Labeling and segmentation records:
-- -- --
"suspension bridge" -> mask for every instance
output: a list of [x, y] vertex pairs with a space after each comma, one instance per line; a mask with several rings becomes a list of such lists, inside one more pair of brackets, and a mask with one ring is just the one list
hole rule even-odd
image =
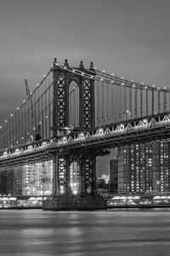
[[[170, 137], [170, 90], [65, 60], [52, 67], [1, 124], [0, 170], [53, 160], [46, 210], [105, 208], [96, 189], [96, 157], [111, 148]], [[78, 194], [70, 186], [76, 162]]]

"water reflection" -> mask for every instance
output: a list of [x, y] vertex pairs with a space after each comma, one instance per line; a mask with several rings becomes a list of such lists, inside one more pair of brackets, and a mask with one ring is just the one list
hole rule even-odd
[[169, 255], [170, 211], [0, 211], [0, 255]]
-- -- --
▶ [Goal of the exercise] Copy out every line of the records above without changing anything, and omit the pictures.

▶ [Full response]
"suspension bridge" -> mask for every instance
output: a list of [x, y] vertex pairs with a space after each comma, one instance per line; a mask with several rings becomes a list of such lists, inside one more pair of brackets, and a mask with one ring is just the one list
hole rule even-odd
image =
[[[170, 137], [170, 90], [65, 60], [52, 67], [1, 124], [0, 170], [53, 160], [46, 210], [105, 208], [96, 189], [96, 157], [111, 148]], [[78, 194], [70, 186], [76, 162]]]

"water reflection" -> mask for every instance
output: a list of [x, y] vertex pairs with a space after each comma, one instance per line; a mask with several rings becomes a list of such lists, inside one more pair of brackets, and a mask with one ring is just the one list
hole rule even-odd
[[169, 255], [170, 211], [0, 211], [0, 255]]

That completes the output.